__TASK 1__. In the system design glossary below, why is an auth gateway set up as a separate, dedicated layer? Answer in one to three sentences.

__SELECTED EXCERPT__.
## begin

System Design Glossary

A

Auth gateway

An auth gateway is a dedicated layer for login, session, and token validation so those checks do not bottleneck the main app servers.

Autoscaling adds or removes capacity based on metrics, but it still has delay and can chase the wrong bottleneck. In Mutexmachine it is the idea behind mid-simulation deploys arriving after traffic has already changed.

B

Budget

Budget is the maximum monthly infrastructure spend allowed by the contract. In the simulator, extra capacity can save uptime but still fail the run if it overspends.

Backpressure

Backpressure happens when producers create work faster than downstream systems can consume it, causing queues or streams to pile up.

Blue-green deploy

A blue-green deploy runs old and new versions side by side, then shifts traffic once the new version is healthy. In Mutexmachine it is the safer pattern behind deploy rollback and DNS cutover incidents.

Bulkhead isolation

Bulkhead isolation separates resource pools so one failing workload cannot consume everything. In Mutexmachine it appears in contention, auth, worker, and graceful degradation scenarios.

Bottleneck

A bottleneck is the tier currently limiting overall system throughput. Once it saturates, the rest of the architecture starts queuing behind it.

## end

__DATA IN THIS EXERCISE__.
## begin

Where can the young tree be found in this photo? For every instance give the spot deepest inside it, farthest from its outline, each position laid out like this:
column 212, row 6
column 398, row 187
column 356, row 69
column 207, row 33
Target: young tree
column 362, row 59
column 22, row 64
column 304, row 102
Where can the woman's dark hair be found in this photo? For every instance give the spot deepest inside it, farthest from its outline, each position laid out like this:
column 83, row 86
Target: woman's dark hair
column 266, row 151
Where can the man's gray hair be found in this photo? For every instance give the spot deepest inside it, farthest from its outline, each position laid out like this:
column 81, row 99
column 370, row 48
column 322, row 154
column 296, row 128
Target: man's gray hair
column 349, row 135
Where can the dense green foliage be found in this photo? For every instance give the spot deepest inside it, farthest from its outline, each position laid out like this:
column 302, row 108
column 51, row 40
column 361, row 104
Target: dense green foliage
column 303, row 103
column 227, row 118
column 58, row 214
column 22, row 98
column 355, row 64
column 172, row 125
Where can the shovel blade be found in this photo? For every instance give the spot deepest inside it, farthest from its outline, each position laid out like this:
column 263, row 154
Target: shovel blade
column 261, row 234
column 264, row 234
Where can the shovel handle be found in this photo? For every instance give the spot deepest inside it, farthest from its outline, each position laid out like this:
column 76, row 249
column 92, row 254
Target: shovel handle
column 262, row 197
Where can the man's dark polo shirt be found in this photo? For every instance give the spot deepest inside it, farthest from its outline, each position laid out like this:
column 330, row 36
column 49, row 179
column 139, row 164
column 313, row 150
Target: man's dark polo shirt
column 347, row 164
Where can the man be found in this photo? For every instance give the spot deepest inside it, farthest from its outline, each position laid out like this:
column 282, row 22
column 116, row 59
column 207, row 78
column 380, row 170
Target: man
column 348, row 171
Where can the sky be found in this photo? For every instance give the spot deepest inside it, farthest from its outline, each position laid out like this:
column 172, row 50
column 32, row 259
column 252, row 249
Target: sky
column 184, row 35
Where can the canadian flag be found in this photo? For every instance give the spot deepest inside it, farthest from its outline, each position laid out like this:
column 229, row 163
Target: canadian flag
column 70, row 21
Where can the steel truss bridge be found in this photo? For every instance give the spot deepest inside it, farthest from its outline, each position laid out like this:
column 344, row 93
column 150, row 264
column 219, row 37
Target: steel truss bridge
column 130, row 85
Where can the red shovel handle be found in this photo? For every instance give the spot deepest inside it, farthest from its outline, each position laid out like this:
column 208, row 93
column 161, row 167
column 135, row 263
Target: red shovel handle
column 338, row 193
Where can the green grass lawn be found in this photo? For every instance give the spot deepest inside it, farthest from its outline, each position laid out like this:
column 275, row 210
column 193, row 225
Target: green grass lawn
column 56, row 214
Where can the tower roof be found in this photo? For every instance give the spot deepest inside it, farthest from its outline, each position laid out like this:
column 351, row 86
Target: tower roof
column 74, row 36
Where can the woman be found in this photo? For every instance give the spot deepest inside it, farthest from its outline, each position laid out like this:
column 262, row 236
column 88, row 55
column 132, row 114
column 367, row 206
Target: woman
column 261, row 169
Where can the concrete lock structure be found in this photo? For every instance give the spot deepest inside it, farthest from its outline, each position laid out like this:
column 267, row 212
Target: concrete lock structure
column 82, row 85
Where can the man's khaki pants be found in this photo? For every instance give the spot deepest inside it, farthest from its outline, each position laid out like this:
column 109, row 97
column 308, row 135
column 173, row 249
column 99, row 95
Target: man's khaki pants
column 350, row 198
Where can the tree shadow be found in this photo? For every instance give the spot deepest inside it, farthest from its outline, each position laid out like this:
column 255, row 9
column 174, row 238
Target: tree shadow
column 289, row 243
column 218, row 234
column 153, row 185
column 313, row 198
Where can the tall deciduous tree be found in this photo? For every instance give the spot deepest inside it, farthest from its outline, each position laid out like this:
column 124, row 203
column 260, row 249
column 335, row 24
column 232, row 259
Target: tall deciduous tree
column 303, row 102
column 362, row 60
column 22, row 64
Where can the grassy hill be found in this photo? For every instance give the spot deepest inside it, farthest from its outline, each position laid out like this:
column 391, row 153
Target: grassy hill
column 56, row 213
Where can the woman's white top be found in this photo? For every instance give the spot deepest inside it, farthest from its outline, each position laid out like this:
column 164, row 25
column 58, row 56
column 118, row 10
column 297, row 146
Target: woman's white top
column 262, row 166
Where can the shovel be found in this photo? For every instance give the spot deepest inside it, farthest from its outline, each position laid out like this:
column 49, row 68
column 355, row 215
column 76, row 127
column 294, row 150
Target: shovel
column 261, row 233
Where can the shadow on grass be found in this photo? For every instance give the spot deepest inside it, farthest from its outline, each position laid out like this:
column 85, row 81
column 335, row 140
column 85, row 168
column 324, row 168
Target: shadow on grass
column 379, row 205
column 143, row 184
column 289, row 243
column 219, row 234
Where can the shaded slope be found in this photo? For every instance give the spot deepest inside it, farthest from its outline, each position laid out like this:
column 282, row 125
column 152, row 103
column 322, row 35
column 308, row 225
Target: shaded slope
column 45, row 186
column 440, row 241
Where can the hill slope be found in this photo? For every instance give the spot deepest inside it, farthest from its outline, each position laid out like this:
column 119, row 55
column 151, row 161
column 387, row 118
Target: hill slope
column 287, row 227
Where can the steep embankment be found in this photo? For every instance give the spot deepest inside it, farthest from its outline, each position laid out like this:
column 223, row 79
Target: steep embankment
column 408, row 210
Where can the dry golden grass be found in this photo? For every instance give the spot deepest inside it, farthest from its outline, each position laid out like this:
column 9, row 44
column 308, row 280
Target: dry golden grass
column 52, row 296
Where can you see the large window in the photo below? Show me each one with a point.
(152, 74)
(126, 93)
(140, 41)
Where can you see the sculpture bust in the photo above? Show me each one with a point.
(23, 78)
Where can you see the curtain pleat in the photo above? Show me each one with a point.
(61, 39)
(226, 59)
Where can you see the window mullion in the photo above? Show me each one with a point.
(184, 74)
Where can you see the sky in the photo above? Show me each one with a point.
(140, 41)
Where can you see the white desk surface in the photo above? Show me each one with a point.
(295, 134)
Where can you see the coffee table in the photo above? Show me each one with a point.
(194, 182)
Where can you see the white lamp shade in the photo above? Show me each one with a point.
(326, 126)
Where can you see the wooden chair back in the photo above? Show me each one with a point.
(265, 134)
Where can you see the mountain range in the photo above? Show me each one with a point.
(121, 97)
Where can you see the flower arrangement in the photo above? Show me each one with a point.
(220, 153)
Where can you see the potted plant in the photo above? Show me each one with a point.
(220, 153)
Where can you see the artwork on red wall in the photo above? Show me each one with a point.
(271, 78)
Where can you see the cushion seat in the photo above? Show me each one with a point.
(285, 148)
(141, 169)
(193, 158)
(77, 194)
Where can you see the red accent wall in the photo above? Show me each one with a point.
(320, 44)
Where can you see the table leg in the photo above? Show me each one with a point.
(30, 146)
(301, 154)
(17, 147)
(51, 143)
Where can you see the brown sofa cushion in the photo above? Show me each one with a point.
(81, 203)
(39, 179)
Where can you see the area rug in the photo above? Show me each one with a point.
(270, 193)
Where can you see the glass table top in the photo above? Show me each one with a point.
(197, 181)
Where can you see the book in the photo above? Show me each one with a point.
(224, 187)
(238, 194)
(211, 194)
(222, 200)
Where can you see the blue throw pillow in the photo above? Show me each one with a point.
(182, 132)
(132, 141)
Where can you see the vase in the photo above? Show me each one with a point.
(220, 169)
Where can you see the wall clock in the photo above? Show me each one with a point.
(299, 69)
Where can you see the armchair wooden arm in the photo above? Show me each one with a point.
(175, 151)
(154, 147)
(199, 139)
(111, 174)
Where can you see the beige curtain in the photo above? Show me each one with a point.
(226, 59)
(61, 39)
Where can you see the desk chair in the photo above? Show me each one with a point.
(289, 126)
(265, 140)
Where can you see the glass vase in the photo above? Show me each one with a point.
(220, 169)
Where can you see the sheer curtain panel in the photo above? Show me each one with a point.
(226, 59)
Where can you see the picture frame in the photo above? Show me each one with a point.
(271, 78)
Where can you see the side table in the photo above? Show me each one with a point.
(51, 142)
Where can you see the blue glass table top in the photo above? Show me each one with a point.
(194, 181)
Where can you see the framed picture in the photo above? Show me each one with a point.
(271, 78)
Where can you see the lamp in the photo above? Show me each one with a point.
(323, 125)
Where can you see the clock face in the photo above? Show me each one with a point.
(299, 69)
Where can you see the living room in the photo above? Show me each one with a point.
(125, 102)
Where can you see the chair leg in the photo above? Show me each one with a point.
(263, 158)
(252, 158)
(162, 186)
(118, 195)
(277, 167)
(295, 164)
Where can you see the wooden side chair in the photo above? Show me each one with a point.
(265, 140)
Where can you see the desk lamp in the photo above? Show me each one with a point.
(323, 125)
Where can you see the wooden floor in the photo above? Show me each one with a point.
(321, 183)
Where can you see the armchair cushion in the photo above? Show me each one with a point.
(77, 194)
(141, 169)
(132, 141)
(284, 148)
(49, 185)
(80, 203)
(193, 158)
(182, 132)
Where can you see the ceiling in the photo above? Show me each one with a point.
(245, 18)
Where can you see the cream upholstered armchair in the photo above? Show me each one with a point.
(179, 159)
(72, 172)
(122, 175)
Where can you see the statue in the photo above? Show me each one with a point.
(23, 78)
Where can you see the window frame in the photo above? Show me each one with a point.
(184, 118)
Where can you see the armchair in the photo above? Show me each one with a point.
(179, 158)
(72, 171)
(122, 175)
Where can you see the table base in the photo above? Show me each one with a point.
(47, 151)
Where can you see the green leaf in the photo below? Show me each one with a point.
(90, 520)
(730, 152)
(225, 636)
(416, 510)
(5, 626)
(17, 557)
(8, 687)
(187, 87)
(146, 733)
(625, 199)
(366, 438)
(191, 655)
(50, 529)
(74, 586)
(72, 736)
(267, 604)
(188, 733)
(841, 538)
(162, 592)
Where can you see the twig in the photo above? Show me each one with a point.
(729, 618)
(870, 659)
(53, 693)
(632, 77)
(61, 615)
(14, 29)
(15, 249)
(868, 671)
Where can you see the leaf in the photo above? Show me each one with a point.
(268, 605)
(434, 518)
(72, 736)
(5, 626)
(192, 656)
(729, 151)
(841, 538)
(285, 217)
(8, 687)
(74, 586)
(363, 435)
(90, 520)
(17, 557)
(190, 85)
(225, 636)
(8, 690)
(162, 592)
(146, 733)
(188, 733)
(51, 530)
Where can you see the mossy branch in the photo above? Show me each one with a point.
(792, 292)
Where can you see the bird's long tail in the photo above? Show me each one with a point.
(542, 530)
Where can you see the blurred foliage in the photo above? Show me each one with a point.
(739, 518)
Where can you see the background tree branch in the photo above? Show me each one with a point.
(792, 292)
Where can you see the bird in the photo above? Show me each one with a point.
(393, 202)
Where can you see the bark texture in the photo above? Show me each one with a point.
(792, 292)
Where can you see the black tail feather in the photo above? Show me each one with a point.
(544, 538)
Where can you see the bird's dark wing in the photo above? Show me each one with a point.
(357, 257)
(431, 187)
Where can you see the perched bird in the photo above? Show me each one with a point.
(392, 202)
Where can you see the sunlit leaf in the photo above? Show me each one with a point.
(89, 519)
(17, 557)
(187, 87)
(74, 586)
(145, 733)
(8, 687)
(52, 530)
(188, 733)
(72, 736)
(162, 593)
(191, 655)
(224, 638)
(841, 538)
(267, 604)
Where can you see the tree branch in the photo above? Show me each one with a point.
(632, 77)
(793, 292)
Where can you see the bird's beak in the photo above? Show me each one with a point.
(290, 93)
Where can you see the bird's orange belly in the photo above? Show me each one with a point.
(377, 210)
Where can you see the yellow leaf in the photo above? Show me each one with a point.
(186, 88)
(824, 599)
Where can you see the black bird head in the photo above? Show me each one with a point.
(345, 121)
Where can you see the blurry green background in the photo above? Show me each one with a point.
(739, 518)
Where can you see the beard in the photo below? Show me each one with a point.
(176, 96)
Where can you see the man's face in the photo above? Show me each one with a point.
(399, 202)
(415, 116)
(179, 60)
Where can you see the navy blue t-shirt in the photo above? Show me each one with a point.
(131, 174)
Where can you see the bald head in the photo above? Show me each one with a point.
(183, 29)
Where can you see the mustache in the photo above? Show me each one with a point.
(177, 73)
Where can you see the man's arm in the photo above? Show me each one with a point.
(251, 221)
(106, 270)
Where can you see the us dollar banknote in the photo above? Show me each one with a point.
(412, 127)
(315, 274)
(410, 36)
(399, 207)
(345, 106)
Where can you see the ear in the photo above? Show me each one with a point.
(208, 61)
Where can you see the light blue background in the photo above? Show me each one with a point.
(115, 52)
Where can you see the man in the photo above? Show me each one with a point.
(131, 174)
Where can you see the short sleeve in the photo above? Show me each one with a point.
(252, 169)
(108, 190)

## end

__TASK 2__. Transcribe the rows word for word. Begin with the first row and stop after the line that contains "column 264, row 234", including both of those lines.

__EXERCISE SOLUTION 1__. An auth gateway handles login, session, and token validation in its own layer so that those checks do not bottleneck the main app servers.

__EXERCISE SOLUTION 2__.
Where can the young tree be found in this photo? For every instance give the spot deepest inside it, farthest from its outline, each position laid out like this:
column 212, row 6
column 398, row 187
column 356, row 69
column 207, row 33
Target: young tree
column 362, row 59
column 22, row 64
column 304, row 102
Where can the woman's dark hair be found in this photo? For every instance give the spot deepest inside it, farthest from its outline, each position laid out like this:
column 83, row 86
Target: woman's dark hair
column 266, row 151
Where can the man's gray hair be found in this photo? For every instance give the spot deepest inside it, farthest from its outline, each position laid out like this:
column 81, row 99
column 370, row 48
column 322, row 154
column 296, row 128
Target: man's gray hair
column 349, row 135
Where can the dense green foliage be found in this photo? For every instance give the spot deepest inside it, farthest from its outline, each position laid out like this:
column 302, row 108
column 51, row 40
column 361, row 104
Target: dense green foliage
column 303, row 103
column 227, row 118
column 58, row 214
column 22, row 98
column 355, row 64
column 172, row 125
Where can the shovel blade be found in this photo? For every instance give the spot deepest inside it, farthest from its outline, each position laid out like this:
column 263, row 154
Target: shovel blade
column 261, row 234
column 264, row 234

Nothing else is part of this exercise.